**Set problem**
Swap "tally" for "count" throughout the entries below and write them out again, keeping everything else the same.

**Record extracts**
<<<<

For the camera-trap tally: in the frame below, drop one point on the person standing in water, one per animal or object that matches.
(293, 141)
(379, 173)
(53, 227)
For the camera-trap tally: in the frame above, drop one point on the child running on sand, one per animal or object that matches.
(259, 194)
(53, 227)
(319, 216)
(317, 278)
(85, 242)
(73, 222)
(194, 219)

>>>>

**Problem solution**
For the camera-trap count: in the frame below, drop one point on the person standing in water, one per animal or object that matches.
(293, 141)
(379, 173)
(53, 227)
For the camera-trap count: in the frame above, drop one point on the child running on sand, one per animal or object that matches.
(259, 194)
(53, 227)
(319, 216)
(317, 278)
(85, 242)
(73, 222)
(194, 219)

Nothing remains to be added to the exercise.